**EXERCICES**
**A.** Recopiez à l'identique le passage de l'extrait sur le litige fiscal qui va de "La question qui" à "tarif fort ?".
**B.** Rédigez la suite de l'extrait sur le litige fiscal, en commençant après sa dernière phrase.

**EXTRAIT**
☆ ☆ ☆ ☆ ☆

Les contestations de la dame laissent toutefois le directeur de l’ACD insensible. En septembre 2007, il rejette la réclamation en faisant une interprétation très rigoureuse de la loi du 8 juin 1999 : puisque l’impôt forfaitaire sur les primes (vingt pour cent) n’a pas été versé à l’entrée du plan par la banque, comme cela est normalement prévu, les prestations sont imposables à la sortie. Il n’est pas question de les exempter comme le prévoit pourtant la législation sur les pensions complémentaires. « Les prestations versées par un régime interne, écrit le directeur, ne sont pas exemptées fiscalement si les dotations auxquelles elles se rapportent n’ont pas été passibles de l’impôt ».Devant le tribunal administratif, le gouvernement fera plaider que la prestation de 445 062 euros versée par HSBC n’entre pas dans le cadre de la loi de 1999 sur les pensions complémentaires. D’où l’application du droit fiscal commun et la lourde taxation qui en a suivi. Selon ce raisonnement, la prestation litigieuse serait intervenue sur la base d’une promesse « individuelle et personnelle » de la banque à son cadre dirigeant. Faux, lui fait rétorquer la veuve : la seule promesse que HSBC a faite est contenue dans un règlement de pension qui est un document de nature collective et s’adressant à tous les salariés de l’entreprise.
La loi du 8 juin 1999 a fait l’impasse totale sur les cas d’employés non-assurables et le traitement fiscal auquel ils ont droit. Or, s’il n’est pas obligatoire pour les entreprises, un plan de pension complémentaire, lorsqu’il a le mérite d’exister, doit s’appliquer à tous les salariés. Et les entreprises ont l’obligation d’assurer les risques décès et invalidité.
La question qui se pose dans cette affaire est celle du traitement fiscal différent qui est fait entre les employés « assurables », parce qu’ils sont en bonne santé, et ceux qui ne le sont pas. Si des différences de traitement peuvent être tolérées, elles ne peuvent l’être que si elles poursuivent un objectif rationnel, légitime. Et en l’occurrence, on a du mal à voir dans la discrimination dont la dame est victime un caractère « adéquat et proportionné ». Pourquoi d’ailleurs l’administration fiscale n’a-t-elle pas calculé l’impôt sur la base de primes théoriques plutôt que d’appliquer le tarif fort ?

☆ ☆ ☆ ☆ ☆

Données de masques de segmentation
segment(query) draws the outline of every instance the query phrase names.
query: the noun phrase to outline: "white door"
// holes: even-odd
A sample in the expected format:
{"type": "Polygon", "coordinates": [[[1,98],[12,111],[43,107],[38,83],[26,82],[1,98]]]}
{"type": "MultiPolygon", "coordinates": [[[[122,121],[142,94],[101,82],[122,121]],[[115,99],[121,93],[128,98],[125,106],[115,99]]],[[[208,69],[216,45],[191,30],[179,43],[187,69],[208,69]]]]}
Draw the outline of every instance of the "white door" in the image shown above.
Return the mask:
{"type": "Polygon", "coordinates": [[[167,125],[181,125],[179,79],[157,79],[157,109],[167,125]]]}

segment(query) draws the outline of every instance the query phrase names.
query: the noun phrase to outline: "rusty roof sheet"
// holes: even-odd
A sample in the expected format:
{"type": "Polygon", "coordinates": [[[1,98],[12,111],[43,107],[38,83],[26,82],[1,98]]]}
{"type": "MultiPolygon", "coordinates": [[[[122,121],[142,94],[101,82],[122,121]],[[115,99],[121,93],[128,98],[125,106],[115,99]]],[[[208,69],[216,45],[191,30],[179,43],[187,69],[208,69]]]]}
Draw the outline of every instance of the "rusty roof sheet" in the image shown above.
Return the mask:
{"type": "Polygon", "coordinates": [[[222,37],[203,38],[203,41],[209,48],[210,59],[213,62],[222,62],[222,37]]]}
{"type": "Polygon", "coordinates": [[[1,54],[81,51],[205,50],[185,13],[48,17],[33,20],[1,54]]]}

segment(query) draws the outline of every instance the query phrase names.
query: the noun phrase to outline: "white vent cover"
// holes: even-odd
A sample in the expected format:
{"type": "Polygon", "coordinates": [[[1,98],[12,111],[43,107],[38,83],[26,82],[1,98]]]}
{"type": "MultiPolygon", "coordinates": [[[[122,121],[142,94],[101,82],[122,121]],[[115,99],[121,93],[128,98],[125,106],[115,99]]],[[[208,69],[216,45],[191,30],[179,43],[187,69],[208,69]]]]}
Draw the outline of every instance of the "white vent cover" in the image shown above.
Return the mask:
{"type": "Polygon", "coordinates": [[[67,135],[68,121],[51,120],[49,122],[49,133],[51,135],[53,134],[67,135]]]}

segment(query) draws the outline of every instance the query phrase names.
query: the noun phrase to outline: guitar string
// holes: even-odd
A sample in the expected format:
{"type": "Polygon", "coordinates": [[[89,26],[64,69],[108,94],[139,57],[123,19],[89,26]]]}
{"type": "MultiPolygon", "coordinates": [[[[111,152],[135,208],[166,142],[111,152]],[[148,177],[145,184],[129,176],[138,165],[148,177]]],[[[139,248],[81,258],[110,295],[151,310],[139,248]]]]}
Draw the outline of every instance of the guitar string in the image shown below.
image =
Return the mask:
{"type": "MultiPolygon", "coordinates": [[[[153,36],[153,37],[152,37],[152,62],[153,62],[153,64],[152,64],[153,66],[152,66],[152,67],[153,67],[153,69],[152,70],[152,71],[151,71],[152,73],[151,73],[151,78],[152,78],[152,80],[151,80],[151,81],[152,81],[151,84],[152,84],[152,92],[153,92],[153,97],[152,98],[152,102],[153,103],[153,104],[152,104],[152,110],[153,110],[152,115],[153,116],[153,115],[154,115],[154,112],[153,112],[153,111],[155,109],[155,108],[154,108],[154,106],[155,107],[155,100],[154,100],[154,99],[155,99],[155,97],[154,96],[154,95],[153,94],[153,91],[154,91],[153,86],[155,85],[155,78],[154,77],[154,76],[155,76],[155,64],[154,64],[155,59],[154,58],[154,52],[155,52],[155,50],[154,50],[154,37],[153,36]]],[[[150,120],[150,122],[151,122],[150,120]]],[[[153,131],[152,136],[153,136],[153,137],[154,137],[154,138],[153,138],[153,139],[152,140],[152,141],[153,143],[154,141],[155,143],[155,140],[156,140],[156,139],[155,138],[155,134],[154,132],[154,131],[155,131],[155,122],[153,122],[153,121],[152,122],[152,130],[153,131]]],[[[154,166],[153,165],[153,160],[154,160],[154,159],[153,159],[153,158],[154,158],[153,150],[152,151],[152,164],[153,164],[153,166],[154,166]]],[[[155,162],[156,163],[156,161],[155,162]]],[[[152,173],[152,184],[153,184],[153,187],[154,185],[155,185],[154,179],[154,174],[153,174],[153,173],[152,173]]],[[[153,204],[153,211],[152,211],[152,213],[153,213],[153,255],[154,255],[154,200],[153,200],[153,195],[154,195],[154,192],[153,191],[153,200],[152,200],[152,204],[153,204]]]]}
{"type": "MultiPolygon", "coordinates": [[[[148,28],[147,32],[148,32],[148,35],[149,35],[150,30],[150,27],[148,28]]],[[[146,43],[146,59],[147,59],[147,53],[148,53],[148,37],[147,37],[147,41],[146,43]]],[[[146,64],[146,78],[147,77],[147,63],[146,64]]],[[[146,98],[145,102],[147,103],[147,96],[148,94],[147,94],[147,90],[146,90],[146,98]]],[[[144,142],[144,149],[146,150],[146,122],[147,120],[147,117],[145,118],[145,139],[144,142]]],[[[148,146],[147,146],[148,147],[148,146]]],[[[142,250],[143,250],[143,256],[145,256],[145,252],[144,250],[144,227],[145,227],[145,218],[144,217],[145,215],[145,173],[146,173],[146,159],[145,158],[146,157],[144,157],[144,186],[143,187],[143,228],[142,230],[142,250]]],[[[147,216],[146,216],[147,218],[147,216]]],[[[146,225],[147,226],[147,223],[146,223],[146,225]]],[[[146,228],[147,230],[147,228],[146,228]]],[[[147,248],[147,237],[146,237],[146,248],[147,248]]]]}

☆ ☆ ☆ ☆ ☆

**RÉPONSES PAR NUMÉRO**
**A.**
La question qui se pose dans cette affaire est celle du traitement fiscal différent qui est fait entre les employés « assurables », parce qu’ils sont en bonne santé, et ceux qui ne le sont pas. Si des différences de traitement peuvent être tolérées, elles ne peuvent l’être que si elles poursuivent un objectif rationnel, légitime. Et en l’occurrence, on a du mal à voir dans la discrimination dont la dame est victime un caractère « adéquat et proportionné ». Pourquoi d’ailleurs l’administration fiscale n’a-t-elle pas calculé l’impôt sur la base de primes théoriques plutôt que d’appliquer le tarif fort ?

**B.**
L’affaire de la veuve X pose des questions de principe qui vont bien au-delà des intérêts financiers. La loi du 8 juin 1999 induit en effet des discriminations qui dépassent le volet purement fiscal. HSBC aurait pu payer la surprime pour son employé malade ou même trouver une autre compagnie d’assurance pour couvrir le risque décès, a argumenté le représentant de l’État à l’audience. Facile à dire. La dure réalité du monde du travail montre une image moins idylique du magnanisme patronal. N’est-ce pas ici la porte ouverte à des discriminations fondées sur l’âge ou l’état de santé d’une personne candidate à l’embauche ? Un employeur qui offre un plan de pension va évidemment préférer un homme ou une femme jeunes et en bonne santé pour ne pas devoir payer de surprime. C’est donc l’enjeu de la question préjudicielle qui a été posée par le tribunal administratif à la Cour constitutionnelle.
Faudra-t-il changer la loi et pour quel modèle ? Emprunter des éléments au modèle mutualiste français, où tous les salariés d’une entreprise, qu’ils soient en bonne ou en mauvaise santé, sont traités à l’identique et ne peuvent être exclus par les assureurs, pourrait probablement inspirer le législateur luxembourgeois.
Cette affaire HSBC prouve en tout cas que l’assurance groupe au Luxembourg n’en a que le nom. « L’assurance collective au Luxembourg, c’est de l’assurance individuelle mise en commun », ironise d’ailleurs un actuaire.